§ **Requirement**
Go through the entries below and return every line that contains "hillside".

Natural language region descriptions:

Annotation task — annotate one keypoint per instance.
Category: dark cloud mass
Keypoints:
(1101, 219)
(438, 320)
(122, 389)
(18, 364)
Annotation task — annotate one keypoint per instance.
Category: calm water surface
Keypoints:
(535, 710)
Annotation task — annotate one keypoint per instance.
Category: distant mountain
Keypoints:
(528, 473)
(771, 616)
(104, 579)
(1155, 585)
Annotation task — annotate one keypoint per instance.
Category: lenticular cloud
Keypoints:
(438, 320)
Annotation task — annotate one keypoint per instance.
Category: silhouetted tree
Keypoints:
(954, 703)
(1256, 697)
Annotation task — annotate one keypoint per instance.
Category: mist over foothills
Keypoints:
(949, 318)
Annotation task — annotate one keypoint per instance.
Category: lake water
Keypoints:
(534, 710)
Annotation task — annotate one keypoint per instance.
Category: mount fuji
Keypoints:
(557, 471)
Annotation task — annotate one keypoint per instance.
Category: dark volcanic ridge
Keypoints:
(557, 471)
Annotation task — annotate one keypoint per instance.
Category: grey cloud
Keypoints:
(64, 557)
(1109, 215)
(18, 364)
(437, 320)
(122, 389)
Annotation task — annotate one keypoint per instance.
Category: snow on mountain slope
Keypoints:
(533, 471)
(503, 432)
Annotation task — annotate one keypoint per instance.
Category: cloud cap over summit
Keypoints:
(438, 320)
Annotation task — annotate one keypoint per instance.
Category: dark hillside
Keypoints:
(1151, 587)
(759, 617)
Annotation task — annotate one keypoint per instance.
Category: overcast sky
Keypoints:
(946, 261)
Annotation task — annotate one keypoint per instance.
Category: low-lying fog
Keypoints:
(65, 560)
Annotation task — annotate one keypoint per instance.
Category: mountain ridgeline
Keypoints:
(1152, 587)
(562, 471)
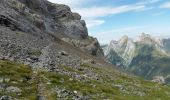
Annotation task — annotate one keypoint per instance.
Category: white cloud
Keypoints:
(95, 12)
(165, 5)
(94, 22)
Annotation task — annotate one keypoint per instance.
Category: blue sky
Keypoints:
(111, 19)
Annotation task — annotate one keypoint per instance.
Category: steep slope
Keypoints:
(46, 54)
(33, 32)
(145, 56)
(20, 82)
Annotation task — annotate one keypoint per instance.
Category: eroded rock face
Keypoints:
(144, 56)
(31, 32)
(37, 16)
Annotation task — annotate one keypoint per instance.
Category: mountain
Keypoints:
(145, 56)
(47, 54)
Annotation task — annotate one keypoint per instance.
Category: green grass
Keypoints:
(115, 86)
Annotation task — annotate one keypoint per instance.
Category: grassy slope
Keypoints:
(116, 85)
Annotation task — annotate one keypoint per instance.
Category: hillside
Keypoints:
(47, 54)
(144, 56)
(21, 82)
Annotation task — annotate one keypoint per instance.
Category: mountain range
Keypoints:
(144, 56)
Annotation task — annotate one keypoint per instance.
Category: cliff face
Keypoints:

§ **Solution to this problem**
Category: dark hillside
Category: hillside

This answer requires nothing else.